>> begin RECORDS FOR THE EXERCISE

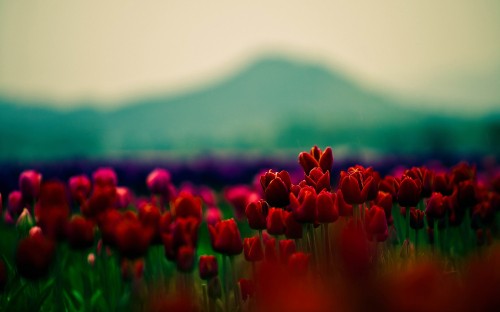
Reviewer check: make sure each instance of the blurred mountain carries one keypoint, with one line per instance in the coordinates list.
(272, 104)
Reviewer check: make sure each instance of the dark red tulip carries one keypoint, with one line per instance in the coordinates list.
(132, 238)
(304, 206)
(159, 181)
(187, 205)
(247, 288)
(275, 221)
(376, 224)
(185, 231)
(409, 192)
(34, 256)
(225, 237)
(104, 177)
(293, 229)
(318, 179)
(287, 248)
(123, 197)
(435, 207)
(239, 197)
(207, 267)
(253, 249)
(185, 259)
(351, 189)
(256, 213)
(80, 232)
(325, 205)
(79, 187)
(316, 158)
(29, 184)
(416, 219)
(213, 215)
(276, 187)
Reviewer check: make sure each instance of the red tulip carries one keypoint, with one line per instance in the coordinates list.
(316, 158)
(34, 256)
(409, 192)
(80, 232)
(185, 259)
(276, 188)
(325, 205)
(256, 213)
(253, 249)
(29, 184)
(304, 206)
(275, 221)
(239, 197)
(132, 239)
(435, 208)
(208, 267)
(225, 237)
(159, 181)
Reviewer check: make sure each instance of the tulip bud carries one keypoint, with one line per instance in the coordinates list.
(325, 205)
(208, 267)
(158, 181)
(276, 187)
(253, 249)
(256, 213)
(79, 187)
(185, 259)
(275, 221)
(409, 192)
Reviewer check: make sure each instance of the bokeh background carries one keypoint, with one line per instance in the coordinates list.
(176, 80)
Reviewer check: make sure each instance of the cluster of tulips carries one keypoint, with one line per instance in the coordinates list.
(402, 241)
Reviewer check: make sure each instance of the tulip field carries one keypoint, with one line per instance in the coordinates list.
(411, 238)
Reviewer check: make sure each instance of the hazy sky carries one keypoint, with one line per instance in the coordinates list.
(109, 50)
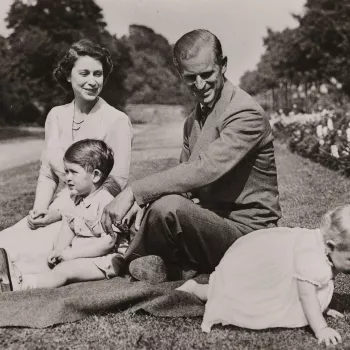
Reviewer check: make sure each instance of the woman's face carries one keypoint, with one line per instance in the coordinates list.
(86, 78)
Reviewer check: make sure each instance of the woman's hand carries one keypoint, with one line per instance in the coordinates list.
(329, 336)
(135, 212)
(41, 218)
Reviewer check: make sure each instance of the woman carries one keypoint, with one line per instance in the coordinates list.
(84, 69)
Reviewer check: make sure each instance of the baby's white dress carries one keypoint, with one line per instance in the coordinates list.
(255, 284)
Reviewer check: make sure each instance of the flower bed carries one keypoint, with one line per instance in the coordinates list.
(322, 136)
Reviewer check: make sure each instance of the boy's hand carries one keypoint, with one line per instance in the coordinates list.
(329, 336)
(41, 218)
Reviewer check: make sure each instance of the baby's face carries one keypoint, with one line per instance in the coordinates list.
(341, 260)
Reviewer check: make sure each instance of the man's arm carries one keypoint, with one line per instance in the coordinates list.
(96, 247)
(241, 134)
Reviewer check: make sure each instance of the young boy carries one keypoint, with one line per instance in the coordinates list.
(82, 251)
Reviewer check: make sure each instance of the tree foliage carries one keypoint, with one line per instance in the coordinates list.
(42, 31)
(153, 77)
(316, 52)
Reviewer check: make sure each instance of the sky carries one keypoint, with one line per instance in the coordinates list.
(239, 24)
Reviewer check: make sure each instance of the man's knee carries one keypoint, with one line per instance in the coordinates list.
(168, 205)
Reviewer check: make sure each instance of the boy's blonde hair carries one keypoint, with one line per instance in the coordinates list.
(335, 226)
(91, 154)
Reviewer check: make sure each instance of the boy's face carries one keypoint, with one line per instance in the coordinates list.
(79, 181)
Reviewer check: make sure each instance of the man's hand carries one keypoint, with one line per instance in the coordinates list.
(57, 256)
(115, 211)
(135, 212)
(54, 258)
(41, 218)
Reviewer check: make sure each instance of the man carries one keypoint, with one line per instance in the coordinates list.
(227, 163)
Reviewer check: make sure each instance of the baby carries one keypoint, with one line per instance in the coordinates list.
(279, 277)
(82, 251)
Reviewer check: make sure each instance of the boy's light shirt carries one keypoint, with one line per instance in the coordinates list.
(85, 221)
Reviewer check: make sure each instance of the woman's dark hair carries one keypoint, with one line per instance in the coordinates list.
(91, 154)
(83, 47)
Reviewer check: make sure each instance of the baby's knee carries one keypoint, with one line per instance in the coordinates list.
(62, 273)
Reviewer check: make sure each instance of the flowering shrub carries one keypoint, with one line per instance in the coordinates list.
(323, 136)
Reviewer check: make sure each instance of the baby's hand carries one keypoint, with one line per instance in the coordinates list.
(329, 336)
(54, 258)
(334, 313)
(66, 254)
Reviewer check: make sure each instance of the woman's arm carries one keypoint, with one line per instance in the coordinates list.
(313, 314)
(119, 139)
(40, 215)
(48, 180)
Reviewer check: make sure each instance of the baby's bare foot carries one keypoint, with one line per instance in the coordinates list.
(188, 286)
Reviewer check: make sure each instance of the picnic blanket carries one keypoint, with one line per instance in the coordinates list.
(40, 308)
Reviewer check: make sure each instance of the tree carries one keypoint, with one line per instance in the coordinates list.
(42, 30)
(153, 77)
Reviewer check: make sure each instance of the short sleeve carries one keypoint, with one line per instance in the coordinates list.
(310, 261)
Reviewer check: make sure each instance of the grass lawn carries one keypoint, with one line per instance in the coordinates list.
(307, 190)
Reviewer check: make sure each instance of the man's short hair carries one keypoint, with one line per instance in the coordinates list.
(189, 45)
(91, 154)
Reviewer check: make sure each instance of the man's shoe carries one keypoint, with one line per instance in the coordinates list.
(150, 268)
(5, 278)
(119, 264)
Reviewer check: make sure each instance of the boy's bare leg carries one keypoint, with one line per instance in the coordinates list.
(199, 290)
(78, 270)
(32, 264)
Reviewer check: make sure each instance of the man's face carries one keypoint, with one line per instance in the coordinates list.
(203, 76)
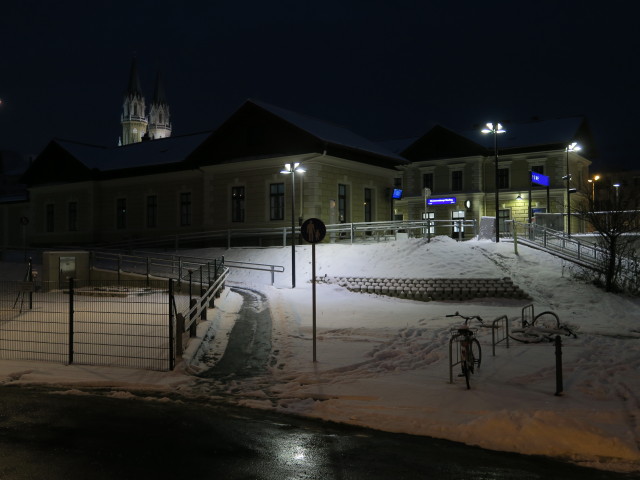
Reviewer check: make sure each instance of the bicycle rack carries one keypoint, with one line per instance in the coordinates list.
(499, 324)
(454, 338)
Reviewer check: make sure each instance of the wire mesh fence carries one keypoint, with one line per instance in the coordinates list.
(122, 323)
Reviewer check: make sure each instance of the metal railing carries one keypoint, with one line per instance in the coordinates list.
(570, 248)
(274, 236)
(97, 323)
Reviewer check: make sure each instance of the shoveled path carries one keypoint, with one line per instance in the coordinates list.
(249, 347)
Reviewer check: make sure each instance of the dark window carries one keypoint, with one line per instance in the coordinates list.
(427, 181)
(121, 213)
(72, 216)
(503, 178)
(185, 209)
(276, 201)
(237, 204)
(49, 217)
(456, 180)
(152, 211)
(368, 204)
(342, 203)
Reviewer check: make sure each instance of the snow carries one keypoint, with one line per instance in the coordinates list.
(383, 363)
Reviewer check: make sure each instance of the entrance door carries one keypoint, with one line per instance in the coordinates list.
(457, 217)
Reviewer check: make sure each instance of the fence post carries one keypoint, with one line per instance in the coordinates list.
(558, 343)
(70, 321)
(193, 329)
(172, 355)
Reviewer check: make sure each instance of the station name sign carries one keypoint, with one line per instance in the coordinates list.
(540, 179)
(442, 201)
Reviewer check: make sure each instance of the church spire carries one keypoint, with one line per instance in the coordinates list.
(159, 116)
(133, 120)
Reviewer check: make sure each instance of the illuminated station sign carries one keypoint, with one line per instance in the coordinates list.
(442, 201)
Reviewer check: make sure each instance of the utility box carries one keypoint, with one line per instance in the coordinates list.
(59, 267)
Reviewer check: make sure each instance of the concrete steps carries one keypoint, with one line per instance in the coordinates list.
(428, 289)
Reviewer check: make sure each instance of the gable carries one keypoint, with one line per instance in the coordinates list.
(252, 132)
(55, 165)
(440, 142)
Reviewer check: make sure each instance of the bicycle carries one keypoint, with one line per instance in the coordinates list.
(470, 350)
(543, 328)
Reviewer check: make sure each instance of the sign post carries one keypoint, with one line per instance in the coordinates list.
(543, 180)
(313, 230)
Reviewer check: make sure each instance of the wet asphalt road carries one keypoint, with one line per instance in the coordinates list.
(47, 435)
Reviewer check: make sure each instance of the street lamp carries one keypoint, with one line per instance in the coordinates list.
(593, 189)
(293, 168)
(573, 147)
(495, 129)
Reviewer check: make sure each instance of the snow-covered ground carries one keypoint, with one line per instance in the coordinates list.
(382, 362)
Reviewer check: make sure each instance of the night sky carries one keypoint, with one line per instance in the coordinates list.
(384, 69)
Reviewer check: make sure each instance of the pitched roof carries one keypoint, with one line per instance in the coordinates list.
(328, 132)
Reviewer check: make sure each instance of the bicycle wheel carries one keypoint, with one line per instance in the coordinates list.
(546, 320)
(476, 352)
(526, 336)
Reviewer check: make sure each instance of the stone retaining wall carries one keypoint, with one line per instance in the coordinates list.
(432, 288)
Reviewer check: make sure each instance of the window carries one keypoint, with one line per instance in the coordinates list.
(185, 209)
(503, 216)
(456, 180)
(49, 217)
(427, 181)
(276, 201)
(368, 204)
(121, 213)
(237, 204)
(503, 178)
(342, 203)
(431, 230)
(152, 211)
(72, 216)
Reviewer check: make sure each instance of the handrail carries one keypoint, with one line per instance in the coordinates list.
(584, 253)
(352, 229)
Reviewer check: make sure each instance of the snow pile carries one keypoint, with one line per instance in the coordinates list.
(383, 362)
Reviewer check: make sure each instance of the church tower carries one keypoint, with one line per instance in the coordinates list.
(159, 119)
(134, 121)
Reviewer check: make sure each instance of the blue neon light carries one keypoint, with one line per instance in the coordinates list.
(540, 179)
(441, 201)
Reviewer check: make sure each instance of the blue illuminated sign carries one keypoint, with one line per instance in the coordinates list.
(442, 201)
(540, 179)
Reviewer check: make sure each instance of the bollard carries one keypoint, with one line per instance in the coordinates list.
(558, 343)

>> end RECORDS FOR THE EXERCISE

> [TASK INSTRUCTIONS]: Retype exactly the lines from the one containing "Reviewer check: make sure each instance of the church tower" through the last line of the records above, including both.

> [WRITTEN ANSWER]:
Reviewer check: make sure each instance of the church tower carries one keypoint, with one line per instance in the coordinates list.
(159, 119)
(134, 121)
Reviewer check: make sure each instance of the blue neon light carries one keypoint, with one line per instance in the coordinates list.
(540, 179)
(441, 201)
Reviewer check: make sure each instance of the blue illuminated sign carries one keypoint, with one line per instance in the coordinates list.
(442, 201)
(540, 179)
Reviewer check: make sure each instance of the bollard carries one keypoint, with one line per instance in the coordinates list.
(558, 343)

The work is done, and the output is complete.